Dataset entries
━━━━━━
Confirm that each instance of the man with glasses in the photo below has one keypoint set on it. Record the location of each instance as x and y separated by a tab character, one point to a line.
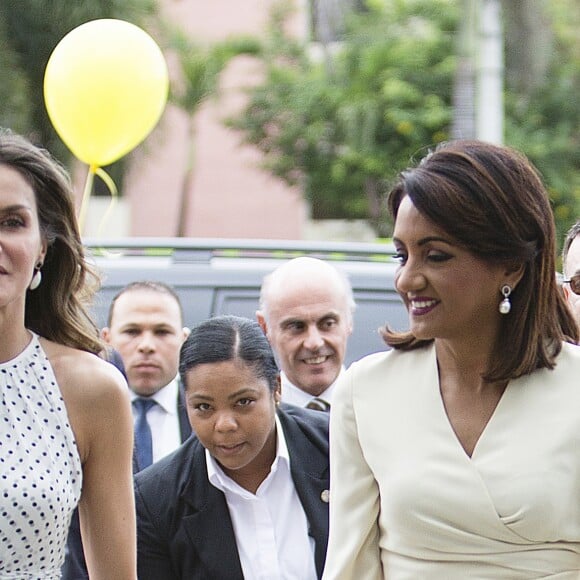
571	267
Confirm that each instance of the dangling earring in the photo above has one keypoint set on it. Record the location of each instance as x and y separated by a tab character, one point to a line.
37	278
505	305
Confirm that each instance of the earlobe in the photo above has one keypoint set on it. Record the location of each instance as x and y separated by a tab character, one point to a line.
260	318
514	274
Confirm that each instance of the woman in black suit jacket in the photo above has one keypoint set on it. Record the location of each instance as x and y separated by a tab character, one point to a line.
232	387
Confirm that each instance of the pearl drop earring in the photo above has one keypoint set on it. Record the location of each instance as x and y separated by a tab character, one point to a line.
505	305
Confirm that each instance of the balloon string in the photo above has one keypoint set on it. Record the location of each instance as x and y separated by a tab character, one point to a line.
114	198
86	197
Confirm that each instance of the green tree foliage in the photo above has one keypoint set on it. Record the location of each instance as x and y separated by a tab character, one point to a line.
29	32
343	124
545	123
━━━━━━
Task requirements: Pictures excluded, set down all the entries exactly.

Result for this task:
Confirm that each instance of the man with glasses in the photo below has one keypoint set on it. Record the location of each instance as x and y separated by a tab character, one point to a line.
571	267
Confirm that each instance of the dangling earring in the photo above has one keypoint set on it. Record the location of each instance as x and y separated by a tab character, one point to a line.
37	278
505	305
Confirm that each instance of the earlobe in the photo above has one keypoint set on it. Record the location of each instance as x and y separated by a tab character, one point to a line.
260	318
514	274
Confirm that each instance of the woman in black suit jacket in the photo above has one keypoint set on it. Record the location of each instance as x and y separated by a tab character, one point to a line.
232	387
Confirm that each instance of the pearl drop earring in the photo above has one keypoint set on it. Record the location of each instance as x and y separated by a tab character, one point to a line.
505	305
Confirm that each instance of the balloon string in the photo above has one keypoint set on it. Record the location of each instance as x and y separated by a tab character, one point to a line.
114	198
86	197
Confirm that each instance of the green tree foliage in the photo above has one keypoint set on it. Record the location of each instance as x and y separated by a tab character, one point to a line.
29	32
343	124
545	123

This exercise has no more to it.